(Collected data)

- - - - - - -

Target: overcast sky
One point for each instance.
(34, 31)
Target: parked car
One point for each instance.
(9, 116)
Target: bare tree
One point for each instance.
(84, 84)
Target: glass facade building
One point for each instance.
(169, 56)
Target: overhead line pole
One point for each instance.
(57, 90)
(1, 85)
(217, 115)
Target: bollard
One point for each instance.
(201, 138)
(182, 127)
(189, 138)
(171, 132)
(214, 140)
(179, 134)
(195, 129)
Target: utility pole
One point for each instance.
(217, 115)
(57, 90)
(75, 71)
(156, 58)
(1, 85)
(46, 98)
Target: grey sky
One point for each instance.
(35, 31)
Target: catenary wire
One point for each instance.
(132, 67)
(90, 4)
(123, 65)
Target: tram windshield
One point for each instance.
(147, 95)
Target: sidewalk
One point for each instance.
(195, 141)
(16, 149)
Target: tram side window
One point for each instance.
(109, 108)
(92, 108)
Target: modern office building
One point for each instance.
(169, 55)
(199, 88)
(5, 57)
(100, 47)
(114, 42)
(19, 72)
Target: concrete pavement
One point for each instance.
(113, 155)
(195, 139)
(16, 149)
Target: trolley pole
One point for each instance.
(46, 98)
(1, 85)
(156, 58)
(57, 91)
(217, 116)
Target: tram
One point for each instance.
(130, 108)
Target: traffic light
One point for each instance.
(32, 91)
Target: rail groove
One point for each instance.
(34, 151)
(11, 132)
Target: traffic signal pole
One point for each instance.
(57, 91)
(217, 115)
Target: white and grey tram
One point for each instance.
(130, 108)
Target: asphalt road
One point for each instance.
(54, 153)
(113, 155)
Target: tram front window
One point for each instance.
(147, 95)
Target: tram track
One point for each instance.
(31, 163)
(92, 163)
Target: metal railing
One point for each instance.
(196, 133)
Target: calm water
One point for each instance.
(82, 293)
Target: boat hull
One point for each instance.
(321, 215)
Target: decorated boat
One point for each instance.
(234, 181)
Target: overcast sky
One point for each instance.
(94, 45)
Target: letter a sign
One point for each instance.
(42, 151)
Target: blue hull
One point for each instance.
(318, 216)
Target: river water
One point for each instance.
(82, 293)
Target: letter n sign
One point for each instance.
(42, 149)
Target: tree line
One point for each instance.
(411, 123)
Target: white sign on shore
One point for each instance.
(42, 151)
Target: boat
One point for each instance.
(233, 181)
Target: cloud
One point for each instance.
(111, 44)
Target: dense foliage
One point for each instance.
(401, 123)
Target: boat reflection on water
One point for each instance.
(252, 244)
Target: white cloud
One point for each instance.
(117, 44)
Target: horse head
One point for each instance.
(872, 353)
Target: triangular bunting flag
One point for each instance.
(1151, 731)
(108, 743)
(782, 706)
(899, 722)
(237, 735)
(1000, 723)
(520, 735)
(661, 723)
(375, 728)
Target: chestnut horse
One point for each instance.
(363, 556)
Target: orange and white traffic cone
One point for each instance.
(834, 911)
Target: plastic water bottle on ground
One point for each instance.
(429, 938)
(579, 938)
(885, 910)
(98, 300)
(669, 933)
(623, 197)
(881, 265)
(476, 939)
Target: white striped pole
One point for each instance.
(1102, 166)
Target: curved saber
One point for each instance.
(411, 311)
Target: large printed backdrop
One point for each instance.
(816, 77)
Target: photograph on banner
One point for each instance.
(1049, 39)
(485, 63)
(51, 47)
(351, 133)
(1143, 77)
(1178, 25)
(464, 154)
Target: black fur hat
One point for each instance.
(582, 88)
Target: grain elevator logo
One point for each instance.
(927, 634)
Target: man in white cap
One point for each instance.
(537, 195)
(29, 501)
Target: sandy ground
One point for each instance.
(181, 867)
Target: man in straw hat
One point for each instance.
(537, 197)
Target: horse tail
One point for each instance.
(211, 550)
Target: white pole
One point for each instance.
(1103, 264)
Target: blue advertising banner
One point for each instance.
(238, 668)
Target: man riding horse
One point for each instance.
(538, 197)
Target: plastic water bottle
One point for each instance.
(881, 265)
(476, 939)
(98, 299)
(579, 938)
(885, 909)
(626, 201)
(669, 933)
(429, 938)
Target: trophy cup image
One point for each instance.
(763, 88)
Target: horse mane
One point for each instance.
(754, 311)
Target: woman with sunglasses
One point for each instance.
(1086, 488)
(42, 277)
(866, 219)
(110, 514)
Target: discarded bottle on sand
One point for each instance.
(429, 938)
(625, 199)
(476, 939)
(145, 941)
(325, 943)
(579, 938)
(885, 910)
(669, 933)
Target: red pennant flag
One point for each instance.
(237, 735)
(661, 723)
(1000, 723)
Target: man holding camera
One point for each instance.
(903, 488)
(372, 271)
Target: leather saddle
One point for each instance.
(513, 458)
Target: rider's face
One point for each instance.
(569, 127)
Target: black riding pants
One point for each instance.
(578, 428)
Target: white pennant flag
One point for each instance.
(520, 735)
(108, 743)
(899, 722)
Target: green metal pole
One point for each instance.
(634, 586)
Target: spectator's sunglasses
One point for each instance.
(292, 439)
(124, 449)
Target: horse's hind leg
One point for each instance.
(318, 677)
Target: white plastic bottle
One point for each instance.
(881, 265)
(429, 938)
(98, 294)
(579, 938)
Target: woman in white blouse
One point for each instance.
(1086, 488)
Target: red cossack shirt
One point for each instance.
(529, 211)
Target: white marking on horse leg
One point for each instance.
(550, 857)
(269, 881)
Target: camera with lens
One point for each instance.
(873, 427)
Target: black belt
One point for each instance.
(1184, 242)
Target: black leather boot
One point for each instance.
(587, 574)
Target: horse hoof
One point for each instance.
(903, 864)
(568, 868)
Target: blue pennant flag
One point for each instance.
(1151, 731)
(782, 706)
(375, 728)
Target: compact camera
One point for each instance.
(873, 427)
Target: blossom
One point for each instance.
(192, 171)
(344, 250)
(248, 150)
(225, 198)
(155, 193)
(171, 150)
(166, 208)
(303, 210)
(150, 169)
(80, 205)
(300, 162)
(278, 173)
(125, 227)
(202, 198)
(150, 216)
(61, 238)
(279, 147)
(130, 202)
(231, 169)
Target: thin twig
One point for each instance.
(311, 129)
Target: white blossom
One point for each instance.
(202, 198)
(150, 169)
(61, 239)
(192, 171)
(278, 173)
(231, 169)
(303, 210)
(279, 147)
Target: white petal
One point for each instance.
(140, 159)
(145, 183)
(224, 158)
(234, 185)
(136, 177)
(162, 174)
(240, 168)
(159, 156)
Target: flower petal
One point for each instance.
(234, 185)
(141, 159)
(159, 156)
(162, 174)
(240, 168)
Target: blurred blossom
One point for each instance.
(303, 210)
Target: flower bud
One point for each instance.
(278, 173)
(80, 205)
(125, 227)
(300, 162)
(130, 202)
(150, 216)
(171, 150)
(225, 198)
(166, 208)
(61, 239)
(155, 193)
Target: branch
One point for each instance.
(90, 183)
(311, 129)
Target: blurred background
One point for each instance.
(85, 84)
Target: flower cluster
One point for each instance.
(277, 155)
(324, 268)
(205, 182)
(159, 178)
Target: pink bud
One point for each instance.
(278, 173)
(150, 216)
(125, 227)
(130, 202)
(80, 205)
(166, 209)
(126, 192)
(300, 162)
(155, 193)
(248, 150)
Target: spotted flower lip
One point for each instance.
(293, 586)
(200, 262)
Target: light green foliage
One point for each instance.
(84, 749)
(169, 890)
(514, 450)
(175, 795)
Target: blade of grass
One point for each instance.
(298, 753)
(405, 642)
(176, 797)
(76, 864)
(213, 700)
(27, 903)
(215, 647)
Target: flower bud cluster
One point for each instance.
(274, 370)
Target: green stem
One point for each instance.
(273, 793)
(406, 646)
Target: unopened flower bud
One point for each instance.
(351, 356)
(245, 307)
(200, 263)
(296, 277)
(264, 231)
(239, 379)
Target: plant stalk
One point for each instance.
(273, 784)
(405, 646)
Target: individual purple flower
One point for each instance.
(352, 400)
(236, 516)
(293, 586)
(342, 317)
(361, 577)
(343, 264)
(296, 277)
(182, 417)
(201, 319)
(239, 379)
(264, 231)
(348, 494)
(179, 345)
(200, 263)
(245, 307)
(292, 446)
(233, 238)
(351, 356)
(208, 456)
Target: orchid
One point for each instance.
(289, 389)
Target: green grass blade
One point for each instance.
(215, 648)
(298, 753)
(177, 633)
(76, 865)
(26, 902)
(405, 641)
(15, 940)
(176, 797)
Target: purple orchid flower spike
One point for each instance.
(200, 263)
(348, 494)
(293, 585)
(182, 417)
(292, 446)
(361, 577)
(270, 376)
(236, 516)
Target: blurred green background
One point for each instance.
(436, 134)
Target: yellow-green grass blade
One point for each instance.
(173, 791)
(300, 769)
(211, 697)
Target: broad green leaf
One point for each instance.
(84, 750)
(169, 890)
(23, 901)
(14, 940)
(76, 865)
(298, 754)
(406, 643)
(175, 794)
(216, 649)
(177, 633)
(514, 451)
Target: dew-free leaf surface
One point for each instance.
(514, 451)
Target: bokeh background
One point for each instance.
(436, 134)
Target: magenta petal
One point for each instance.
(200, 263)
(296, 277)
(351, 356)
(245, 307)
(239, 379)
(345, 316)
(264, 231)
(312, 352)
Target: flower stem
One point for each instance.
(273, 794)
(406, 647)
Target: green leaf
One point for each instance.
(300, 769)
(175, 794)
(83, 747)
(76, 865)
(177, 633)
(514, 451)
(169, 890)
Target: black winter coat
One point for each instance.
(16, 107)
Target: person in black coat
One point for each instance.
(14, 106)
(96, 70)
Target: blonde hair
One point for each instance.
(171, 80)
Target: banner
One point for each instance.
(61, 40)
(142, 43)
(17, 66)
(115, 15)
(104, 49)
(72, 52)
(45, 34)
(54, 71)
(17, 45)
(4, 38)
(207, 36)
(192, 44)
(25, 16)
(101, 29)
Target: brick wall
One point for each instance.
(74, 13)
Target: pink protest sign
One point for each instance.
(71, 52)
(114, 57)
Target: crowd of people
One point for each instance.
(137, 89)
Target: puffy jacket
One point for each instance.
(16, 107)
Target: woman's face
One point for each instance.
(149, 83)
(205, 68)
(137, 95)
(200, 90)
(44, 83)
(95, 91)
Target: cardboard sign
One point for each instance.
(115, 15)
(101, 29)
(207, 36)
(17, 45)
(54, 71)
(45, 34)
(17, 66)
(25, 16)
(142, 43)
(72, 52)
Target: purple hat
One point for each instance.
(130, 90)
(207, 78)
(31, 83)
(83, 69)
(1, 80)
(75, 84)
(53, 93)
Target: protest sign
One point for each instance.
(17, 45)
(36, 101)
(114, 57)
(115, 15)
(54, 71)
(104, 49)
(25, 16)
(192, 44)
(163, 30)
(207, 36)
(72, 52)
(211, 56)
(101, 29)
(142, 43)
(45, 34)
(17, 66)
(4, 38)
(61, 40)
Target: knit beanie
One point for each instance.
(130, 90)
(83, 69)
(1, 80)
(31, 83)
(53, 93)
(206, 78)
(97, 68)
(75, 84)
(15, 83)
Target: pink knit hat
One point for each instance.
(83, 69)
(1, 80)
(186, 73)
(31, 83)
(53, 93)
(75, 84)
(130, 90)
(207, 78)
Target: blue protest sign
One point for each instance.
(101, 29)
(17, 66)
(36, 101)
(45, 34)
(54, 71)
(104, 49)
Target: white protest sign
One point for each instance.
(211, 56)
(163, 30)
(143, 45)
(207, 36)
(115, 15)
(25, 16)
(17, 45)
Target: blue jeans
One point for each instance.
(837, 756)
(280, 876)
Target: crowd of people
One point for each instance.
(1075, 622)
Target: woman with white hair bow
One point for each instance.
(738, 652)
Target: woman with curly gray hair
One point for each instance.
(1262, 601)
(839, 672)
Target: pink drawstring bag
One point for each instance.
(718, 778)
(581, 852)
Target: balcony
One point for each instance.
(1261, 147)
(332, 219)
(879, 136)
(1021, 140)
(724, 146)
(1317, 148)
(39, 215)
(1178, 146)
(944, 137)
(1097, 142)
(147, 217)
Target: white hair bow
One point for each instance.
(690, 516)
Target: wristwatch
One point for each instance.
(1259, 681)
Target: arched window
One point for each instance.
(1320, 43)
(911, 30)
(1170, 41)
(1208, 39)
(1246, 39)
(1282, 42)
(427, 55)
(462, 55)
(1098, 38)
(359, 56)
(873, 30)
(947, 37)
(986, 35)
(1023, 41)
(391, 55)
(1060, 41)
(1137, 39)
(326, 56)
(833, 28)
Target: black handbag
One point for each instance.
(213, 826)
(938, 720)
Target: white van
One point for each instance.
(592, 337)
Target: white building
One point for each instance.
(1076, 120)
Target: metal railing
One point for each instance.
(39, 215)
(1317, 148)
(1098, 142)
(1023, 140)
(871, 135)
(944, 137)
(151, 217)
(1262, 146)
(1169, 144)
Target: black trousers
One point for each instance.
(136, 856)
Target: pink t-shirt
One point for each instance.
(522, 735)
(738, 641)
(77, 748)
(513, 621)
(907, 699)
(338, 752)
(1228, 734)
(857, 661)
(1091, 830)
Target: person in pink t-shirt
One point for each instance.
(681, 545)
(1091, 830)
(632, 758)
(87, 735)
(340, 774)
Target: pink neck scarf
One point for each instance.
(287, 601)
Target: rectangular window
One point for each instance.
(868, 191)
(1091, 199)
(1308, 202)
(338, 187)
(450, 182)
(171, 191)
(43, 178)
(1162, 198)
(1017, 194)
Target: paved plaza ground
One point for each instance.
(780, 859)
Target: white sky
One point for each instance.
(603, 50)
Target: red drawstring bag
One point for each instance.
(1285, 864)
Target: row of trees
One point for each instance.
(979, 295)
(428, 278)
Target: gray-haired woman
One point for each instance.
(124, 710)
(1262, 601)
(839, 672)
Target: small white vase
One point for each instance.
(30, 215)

- - - - - - -

WHAT TO PRODUCE: Beginning at the line where "Target: pink neck scarf" appears, extract each line through the end of the data above; keep them exact and include nothing else.

SOLVED EXERCISE:
Target: pink neck scarf
One point for each instance.
(287, 601)
Target: rectangular window
One point for each instance.
(868, 191)
(1091, 199)
(1308, 202)
(338, 187)
(450, 182)
(171, 191)
(43, 178)
(1162, 198)
(1017, 194)
Target: paved plaza ground
One point for each instance.
(780, 859)
Target: white sky
One point for each instance.
(603, 50)
Target: red drawstring bag
One point for each instance.
(1285, 864)
Target: row of trees
One point for each instance.
(979, 295)
(428, 278)
Target: gray-haired woman
One point for each instance.
(124, 710)
(1262, 601)
(839, 672)
Target: small white vase
One point for each instance.
(30, 215)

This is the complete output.